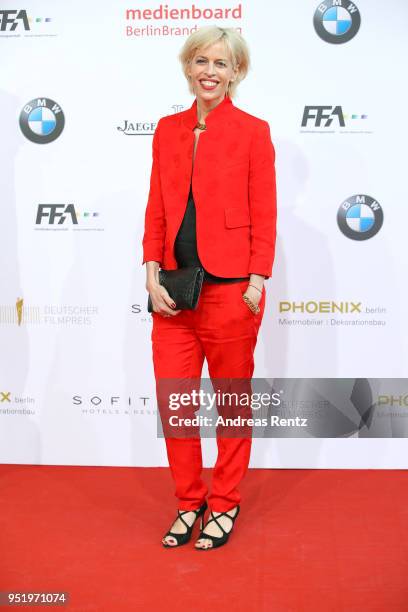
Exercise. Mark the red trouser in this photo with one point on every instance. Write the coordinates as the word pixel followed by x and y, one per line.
pixel 223 330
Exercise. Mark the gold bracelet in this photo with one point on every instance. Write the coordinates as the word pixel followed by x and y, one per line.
pixel 251 285
pixel 253 307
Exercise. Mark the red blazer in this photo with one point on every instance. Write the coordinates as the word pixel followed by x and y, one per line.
pixel 233 186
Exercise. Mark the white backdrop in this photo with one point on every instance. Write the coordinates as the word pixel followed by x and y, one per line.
pixel 76 377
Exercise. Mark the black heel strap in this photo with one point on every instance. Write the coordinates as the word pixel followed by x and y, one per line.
pixel 214 518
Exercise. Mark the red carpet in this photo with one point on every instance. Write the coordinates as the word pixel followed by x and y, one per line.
pixel 305 541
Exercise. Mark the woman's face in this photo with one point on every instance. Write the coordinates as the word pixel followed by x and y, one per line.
pixel 211 71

> EXERCISE DIRECTIONS: Set down only these lines, exactly: the line containing "Exercise. Mark the black" and each line after it, through the end of the listing.

> TASK ANSWER:
Exercise. Mark the black heel strap in this photo with one point on every instance. Write the coordinates as the word pixel followed by x and y, one per line.
pixel 214 518
Exercise. Mark the red carpet in this photo with one point on every instance. Write the coordinates as the word pixel followed by x and y, one per line.
pixel 305 541
Exercise. Mark the woman's face in this photo with one point on every instance. Write the coordinates as the word pixel followed by x and y, one per line.
pixel 211 71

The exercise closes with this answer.